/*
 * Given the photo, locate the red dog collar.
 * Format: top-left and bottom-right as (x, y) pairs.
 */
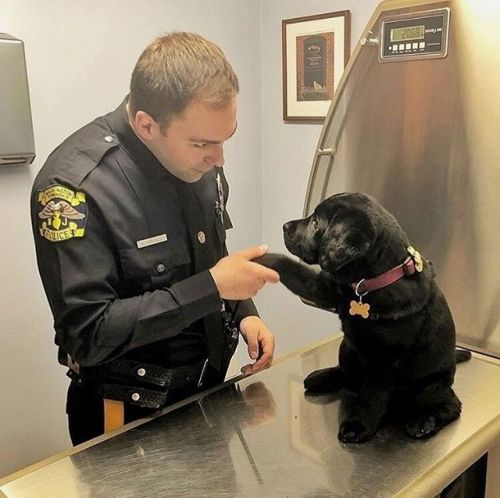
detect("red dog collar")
(351, 246), (424, 296)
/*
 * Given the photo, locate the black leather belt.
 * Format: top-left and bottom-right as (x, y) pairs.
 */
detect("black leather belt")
(67, 358), (210, 409)
(101, 358), (209, 389)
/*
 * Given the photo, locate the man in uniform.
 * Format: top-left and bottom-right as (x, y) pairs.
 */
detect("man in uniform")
(31, 32), (279, 445)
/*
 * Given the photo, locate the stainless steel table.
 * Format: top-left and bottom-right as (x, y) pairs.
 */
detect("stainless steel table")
(2, 336), (500, 497)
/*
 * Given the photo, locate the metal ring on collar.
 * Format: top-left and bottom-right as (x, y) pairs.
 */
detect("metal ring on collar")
(354, 279), (369, 297)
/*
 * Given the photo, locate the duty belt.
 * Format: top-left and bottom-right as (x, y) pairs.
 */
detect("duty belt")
(67, 357), (209, 409)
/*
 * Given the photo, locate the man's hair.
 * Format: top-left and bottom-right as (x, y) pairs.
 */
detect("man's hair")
(129, 32), (239, 128)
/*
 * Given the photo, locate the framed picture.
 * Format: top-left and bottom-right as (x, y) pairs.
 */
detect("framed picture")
(282, 11), (351, 123)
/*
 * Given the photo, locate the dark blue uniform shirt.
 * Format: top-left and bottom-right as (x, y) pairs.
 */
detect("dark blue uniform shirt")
(31, 99), (257, 376)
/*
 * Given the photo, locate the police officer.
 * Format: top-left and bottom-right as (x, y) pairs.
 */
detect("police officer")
(31, 32), (279, 445)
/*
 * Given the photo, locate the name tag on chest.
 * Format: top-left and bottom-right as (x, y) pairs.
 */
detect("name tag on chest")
(136, 234), (168, 249)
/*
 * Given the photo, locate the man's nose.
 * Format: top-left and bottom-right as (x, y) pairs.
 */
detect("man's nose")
(204, 145), (225, 167)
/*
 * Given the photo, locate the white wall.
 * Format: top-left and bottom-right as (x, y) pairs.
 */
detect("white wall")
(258, 0), (380, 355)
(0, 0), (382, 479)
(0, 0), (262, 477)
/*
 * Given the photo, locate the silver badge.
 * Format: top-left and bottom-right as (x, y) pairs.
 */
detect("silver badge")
(215, 173), (225, 223)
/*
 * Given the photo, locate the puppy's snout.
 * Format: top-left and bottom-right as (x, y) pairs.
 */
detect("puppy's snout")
(282, 221), (300, 256)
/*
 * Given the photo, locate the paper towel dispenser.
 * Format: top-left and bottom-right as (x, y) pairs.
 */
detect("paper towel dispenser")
(0, 33), (35, 166)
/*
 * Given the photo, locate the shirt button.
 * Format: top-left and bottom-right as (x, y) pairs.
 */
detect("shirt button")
(156, 263), (166, 273)
(104, 135), (114, 143)
(197, 231), (206, 244)
(137, 368), (146, 377)
(131, 392), (141, 402)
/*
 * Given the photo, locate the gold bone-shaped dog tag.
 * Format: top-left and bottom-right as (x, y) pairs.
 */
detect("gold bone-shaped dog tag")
(407, 246), (424, 272)
(349, 300), (370, 319)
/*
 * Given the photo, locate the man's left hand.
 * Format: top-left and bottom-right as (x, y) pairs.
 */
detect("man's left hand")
(239, 316), (275, 375)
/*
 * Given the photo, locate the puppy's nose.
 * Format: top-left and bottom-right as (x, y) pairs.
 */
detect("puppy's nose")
(283, 222), (292, 234)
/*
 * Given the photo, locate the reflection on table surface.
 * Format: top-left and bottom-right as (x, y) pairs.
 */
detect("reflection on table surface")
(2, 337), (500, 497)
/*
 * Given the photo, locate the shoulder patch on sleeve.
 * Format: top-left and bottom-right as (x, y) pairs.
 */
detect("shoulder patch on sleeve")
(37, 185), (88, 242)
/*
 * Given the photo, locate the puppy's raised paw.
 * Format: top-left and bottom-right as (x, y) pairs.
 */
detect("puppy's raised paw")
(304, 366), (346, 393)
(253, 253), (291, 273)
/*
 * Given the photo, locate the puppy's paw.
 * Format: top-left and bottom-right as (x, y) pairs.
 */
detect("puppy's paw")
(253, 253), (292, 272)
(338, 420), (375, 443)
(405, 395), (461, 439)
(304, 367), (345, 393)
(405, 414), (439, 439)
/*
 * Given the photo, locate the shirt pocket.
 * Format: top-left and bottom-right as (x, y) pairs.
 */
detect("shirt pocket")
(118, 240), (191, 290)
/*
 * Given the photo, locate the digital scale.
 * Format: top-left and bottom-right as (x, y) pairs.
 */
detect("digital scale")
(380, 7), (450, 61)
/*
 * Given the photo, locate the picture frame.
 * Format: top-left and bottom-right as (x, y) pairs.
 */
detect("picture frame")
(282, 11), (351, 123)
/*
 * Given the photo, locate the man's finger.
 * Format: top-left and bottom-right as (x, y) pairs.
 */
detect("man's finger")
(237, 244), (268, 260)
(251, 352), (272, 372)
(252, 338), (274, 369)
(241, 364), (254, 376)
(250, 336), (274, 372)
(241, 353), (273, 375)
(246, 335), (259, 360)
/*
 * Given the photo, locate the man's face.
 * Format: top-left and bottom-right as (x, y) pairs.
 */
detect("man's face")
(147, 97), (237, 183)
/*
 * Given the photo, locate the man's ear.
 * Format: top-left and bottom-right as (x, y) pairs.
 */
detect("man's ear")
(133, 111), (162, 142)
(318, 216), (375, 274)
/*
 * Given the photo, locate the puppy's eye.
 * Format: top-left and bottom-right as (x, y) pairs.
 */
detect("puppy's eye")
(311, 219), (319, 230)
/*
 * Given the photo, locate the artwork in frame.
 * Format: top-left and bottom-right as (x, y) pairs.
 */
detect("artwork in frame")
(282, 11), (351, 123)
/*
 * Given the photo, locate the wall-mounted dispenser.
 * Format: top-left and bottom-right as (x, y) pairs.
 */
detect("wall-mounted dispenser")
(0, 33), (35, 166)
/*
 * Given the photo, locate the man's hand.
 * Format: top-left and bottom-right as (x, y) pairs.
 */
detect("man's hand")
(209, 245), (280, 300)
(239, 316), (275, 375)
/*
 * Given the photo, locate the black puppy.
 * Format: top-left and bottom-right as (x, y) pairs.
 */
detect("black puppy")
(256, 192), (470, 443)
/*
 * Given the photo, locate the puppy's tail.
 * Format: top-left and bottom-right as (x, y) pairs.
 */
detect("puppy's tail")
(455, 348), (472, 364)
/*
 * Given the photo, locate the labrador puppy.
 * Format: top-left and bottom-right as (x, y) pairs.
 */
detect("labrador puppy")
(255, 192), (470, 443)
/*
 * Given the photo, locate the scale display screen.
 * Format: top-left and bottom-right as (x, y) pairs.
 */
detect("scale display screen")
(380, 8), (450, 61)
(390, 25), (425, 42)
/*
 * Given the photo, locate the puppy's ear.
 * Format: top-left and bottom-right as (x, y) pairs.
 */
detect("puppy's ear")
(319, 215), (375, 273)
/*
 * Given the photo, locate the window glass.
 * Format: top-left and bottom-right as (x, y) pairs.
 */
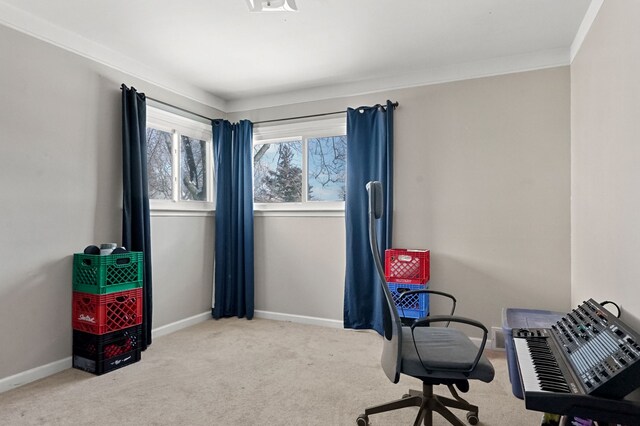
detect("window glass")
(146, 127), (173, 200)
(252, 117), (346, 210)
(307, 136), (347, 201)
(253, 140), (303, 203)
(146, 105), (213, 211)
(180, 135), (207, 201)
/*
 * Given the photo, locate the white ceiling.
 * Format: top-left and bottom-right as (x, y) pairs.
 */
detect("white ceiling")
(0, 0), (595, 112)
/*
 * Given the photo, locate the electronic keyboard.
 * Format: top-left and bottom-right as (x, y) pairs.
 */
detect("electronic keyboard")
(512, 299), (640, 424)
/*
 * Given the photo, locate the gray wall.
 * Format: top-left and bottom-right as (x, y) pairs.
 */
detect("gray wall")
(253, 215), (346, 320)
(571, 0), (640, 330)
(0, 25), (219, 380)
(151, 215), (214, 326)
(234, 66), (572, 334)
(1, 15), (575, 382)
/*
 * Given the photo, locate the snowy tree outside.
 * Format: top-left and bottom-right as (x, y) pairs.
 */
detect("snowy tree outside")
(146, 126), (208, 202)
(307, 136), (346, 201)
(180, 135), (207, 201)
(147, 127), (173, 200)
(253, 135), (347, 203)
(147, 108), (345, 207)
(253, 140), (303, 202)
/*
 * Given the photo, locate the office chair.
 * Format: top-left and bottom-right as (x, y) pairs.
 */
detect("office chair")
(357, 181), (495, 426)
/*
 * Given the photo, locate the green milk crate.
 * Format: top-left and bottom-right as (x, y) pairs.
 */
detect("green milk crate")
(72, 252), (143, 295)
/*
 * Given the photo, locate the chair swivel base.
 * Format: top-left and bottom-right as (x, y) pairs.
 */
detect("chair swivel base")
(356, 382), (479, 426)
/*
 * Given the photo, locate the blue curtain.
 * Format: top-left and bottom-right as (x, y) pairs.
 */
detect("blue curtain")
(344, 101), (394, 335)
(212, 120), (255, 319)
(121, 84), (153, 350)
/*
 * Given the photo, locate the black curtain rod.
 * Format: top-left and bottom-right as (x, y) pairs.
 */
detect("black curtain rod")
(146, 96), (216, 122)
(253, 110), (345, 124)
(119, 85), (209, 121)
(138, 88), (399, 125)
(253, 101), (399, 125)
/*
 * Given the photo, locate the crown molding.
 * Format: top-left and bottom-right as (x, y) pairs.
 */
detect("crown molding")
(0, 0), (227, 111)
(0, 0), (577, 115)
(569, 0), (604, 63)
(226, 47), (570, 112)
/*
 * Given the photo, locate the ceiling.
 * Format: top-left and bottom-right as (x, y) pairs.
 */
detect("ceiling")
(0, 0), (595, 112)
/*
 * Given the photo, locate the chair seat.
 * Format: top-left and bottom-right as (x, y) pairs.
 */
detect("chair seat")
(401, 327), (495, 383)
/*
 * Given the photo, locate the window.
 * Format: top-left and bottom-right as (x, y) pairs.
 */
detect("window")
(146, 106), (213, 211)
(253, 118), (347, 211)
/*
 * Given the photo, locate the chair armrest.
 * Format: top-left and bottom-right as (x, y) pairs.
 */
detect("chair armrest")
(410, 315), (489, 375)
(399, 289), (457, 317)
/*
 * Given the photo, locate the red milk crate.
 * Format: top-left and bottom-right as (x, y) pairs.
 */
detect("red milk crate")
(385, 249), (430, 284)
(72, 288), (143, 335)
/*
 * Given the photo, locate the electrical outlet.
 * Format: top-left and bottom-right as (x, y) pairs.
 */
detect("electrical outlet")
(491, 326), (505, 350)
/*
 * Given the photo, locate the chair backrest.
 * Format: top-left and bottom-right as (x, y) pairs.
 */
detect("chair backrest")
(366, 181), (403, 383)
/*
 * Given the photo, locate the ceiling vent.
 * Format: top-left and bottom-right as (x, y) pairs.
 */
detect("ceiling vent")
(246, 0), (297, 12)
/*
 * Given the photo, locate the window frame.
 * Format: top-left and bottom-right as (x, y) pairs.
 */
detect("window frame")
(252, 117), (347, 213)
(146, 106), (214, 212)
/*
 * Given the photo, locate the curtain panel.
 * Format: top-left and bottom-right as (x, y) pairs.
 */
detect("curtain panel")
(343, 100), (395, 335)
(121, 84), (153, 350)
(212, 120), (255, 319)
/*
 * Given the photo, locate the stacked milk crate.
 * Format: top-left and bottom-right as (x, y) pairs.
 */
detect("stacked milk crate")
(384, 249), (430, 322)
(71, 250), (144, 375)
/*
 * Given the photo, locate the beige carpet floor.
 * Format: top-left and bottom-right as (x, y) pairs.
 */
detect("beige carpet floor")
(0, 318), (543, 425)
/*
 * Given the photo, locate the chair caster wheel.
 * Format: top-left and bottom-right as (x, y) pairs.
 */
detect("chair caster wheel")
(466, 411), (479, 425)
(356, 414), (369, 426)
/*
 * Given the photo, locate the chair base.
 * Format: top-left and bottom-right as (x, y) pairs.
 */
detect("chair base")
(357, 382), (479, 426)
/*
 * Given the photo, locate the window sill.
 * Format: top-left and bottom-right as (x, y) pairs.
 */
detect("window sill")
(149, 203), (344, 218)
(254, 207), (344, 217)
(150, 203), (214, 217)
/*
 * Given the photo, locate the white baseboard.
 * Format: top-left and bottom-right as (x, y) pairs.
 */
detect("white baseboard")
(470, 336), (495, 351)
(2, 310), (490, 395)
(1, 311), (212, 395)
(152, 311), (211, 339)
(254, 311), (496, 351)
(0, 357), (72, 394)
(254, 310), (343, 329)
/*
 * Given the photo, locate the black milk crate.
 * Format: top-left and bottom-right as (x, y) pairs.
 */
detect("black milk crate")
(72, 325), (142, 375)
(73, 325), (142, 358)
(72, 252), (143, 295)
(73, 348), (141, 376)
(388, 283), (429, 319)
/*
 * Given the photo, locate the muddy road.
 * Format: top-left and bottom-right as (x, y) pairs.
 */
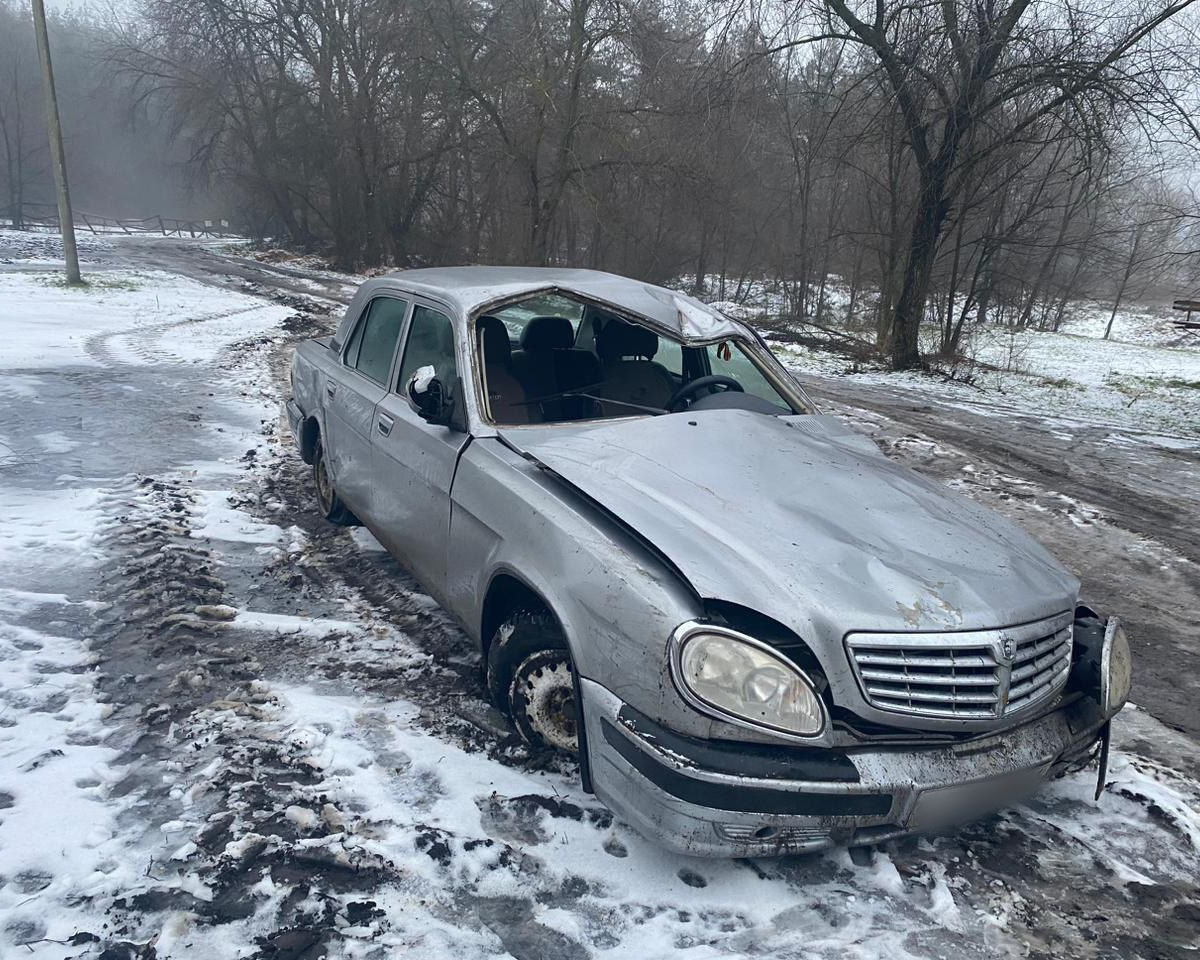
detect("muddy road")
(2, 239), (1198, 959)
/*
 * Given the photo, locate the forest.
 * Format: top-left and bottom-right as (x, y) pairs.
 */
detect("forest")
(4, 0), (1200, 367)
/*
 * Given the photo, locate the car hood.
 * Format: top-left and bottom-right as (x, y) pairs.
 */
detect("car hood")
(500, 410), (1078, 640)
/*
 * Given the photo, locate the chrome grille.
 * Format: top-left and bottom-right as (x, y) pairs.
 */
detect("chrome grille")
(845, 613), (1073, 721)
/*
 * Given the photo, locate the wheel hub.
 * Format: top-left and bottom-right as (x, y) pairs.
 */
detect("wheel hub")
(519, 660), (578, 753)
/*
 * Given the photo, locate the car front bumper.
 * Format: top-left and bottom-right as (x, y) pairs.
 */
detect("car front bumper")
(580, 678), (1110, 857)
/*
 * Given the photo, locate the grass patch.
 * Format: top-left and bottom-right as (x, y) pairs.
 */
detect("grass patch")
(37, 273), (143, 292)
(1109, 373), (1200, 392)
(1034, 375), (1075, 389)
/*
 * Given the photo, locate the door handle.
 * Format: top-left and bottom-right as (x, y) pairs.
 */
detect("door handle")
-=-=-=-=-
Assignment: Looking at the listing above, count every line in which the string "handle" appears, and give only that count.

Answer section: 2